Excerpted passage>

· · · · ·

Has the author, Robert Hardman, ventured any further than the M4 corridor in his researches? It seems doubtful.

The first section attacks the Welsh Government’s purchase of Cardiff Airport for more than the expected value, plus extra millions for investment, saying Bristol Airport attracts six times the custom and the subsidised bus service from Cardiff is going empty.

Perhaps we should not be surprised by this attack. The Mail is a Tory-supporting rag and Tories no longer believe in investment (look at the way George Osborne cut capital projects to shreds, after he became Chancellor) – except when they do (HS2 is costing increasing millions every day, Who benefits, I wonder).

If Cardiff Airport was making losses, then it seems perfectly sensible for the administration to take it over and turn it around. But that won’t happen in a day, or even in a year (nationalisation happened at the end of March 2013) and it is unrealistic of Mr Hardman to pretend that it should.

· · · · ·

Tasks for this exercise>
#1 Answer from the commentary on Cardiff Airport:
(a) Which airport is said to attract six times the custom of Cardiff Airport?
(b) When did the nationalisation take place?
(c) Which Chancellor is said to have cut capital projects to shreds?
#2 Resume the commentary on Cardiff Airport in the same voice, starting after its final sentence.
The records have nothing to do with the commentary on Cardiff Airport.

· · · · ·

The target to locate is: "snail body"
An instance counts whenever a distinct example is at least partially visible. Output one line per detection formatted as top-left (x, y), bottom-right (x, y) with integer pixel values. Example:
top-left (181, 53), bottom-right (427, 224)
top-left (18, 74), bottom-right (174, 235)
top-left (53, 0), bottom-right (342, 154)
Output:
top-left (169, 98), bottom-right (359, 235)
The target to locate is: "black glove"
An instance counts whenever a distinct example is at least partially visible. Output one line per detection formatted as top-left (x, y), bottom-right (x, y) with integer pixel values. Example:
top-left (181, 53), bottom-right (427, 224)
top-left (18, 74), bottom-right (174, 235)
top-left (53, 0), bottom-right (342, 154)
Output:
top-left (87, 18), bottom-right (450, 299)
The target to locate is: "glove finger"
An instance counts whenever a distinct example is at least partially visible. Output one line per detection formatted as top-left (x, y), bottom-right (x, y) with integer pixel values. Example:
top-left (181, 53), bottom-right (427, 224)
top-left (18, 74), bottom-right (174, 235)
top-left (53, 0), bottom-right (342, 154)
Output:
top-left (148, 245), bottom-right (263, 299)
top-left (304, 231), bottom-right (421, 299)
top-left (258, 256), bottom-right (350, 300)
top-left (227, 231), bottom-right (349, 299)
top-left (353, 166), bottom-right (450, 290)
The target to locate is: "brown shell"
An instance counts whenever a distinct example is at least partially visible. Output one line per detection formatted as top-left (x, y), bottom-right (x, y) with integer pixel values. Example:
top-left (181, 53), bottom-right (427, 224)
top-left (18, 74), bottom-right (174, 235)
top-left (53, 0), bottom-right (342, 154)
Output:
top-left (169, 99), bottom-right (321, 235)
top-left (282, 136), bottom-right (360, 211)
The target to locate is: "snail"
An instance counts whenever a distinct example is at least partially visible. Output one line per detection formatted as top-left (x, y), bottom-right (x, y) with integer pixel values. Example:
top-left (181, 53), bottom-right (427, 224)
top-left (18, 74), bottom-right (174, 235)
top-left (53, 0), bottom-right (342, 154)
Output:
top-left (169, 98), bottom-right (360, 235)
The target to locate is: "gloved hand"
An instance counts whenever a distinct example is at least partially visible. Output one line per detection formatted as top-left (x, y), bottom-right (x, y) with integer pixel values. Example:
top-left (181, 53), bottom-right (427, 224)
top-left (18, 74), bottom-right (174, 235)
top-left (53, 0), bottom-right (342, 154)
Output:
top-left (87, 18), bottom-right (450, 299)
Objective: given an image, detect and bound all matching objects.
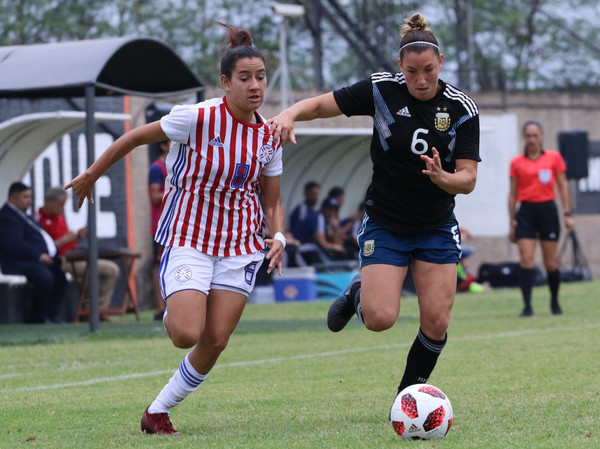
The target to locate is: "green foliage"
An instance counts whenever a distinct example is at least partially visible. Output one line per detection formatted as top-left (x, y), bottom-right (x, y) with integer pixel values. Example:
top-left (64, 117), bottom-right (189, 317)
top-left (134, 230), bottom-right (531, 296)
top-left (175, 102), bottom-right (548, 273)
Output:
top-left (0, 281), bottom-right (600, 449)
top-left (0, 0), bottom-right (600, 90)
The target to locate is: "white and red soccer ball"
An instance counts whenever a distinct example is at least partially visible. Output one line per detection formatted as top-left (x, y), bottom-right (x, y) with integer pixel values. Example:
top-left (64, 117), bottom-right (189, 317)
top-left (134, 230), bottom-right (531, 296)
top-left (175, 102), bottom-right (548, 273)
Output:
top-left (390, 384), bottom-right (454, 440)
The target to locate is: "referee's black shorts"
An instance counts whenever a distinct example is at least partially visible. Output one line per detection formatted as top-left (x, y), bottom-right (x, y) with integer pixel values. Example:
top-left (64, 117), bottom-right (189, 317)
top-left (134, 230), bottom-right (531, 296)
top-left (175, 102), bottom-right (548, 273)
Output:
top-left (515, 201), bottom-right (560, 242)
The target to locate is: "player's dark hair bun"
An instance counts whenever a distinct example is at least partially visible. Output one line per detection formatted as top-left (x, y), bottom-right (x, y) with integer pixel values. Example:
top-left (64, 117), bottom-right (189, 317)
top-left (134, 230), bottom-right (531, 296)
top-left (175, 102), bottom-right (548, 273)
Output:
top-left (400, 13), bottom-right (431, 36)
top-left (215, 22), bottom-right (265, 78)
top-left (215, 22), bottom-right (253, 49)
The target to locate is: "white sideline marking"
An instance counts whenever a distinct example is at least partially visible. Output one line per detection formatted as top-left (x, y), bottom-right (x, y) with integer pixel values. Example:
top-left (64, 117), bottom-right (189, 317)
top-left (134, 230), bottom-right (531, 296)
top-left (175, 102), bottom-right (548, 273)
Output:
top-left (0, 323), bottom-right (600, 393)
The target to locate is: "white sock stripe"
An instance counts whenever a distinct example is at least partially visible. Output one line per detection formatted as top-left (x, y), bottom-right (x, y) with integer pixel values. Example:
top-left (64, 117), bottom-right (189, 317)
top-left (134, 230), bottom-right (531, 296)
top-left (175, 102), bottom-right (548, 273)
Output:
top-left (0, 323), bottom-right (600, 394)
top-left (179, 356), bottom-right (206, 388)
top-left (356, 302), bottom-right (365, 324)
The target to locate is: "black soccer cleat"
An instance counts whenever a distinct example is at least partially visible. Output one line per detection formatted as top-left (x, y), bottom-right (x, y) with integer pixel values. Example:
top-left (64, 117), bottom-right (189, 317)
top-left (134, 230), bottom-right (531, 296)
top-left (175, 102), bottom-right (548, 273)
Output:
top-left (519, 306), bottom-right (533, 317)
top-left (327, 273), bottom-right (360, 332)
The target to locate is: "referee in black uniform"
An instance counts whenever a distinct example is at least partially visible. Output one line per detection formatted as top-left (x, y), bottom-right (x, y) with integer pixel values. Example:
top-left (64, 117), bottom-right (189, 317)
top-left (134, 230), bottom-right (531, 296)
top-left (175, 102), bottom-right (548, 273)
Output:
top-left (268, 14), bottom-right (480, 404)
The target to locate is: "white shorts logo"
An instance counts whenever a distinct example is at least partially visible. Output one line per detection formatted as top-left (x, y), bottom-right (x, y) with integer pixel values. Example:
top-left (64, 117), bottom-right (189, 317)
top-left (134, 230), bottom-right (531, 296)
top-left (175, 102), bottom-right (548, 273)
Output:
top-left (175, 265), bottom-right (192, 282)
top-left (258, 145), bottom-right (275, 164)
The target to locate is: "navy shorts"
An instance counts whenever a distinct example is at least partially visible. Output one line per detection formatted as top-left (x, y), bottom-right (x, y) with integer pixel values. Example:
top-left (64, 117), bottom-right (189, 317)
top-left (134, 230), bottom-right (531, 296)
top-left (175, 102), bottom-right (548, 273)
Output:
top-left (515, 201), bottom-right (560, 242)
top-left (357, 214), bottom-right (461, 267)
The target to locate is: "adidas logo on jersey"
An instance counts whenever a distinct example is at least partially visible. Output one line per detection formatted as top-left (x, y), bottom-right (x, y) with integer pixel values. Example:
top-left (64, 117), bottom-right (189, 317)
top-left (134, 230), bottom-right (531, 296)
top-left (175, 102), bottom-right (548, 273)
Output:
top-left (396, 106), bottom-right (412, 117)
top-left (208, 136), bottom-right (223, 147)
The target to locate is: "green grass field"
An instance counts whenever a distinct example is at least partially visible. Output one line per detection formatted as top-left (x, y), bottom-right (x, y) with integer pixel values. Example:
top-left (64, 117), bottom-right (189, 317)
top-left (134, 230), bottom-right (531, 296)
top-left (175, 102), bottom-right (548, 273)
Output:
top-left (0, 281), bottom-right (600, 449)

· · · · ·

Numbered responses>
#1
(a) Bristol Airport
(b) At the end of March 2013
(c) George Osborne

#2
I live in Mid Wales, where the only airport is fictional (Llandegley International) and the buses are full. We could do with a few more, in fact. Perhaps Mr Hardman could exert some influence on the Westminster government to provide a little more Aggregate External Grant (AEG – the way central government funds local government and regional assemblies) funding to help with that?

Next, Mr Hardman wheels out a few hard-done-by Welsh people, starting with an NHS nurse from Pembrokeshire who has had to pay for a hip operation because of an 18-month waiting list.

It is hard to combat that kind of criticism without knowing all the details. However, my own experience of the Welsh NHS is of being seen promptly for the pre-op and being able to choose the date and time of the operation. Perhaps Mr Hardman is cherry-picking special cases in order to make his point?

Next up: A group of West Wales parents who want their children taught in English as opposed to Welsh. They live in Cardigan, where education is run by Ceredigion County Council, whose main political groups are Plaid Cymru, the Independents, and the Liberal Democrats. Why is Mr Hardman blaming Labour, then?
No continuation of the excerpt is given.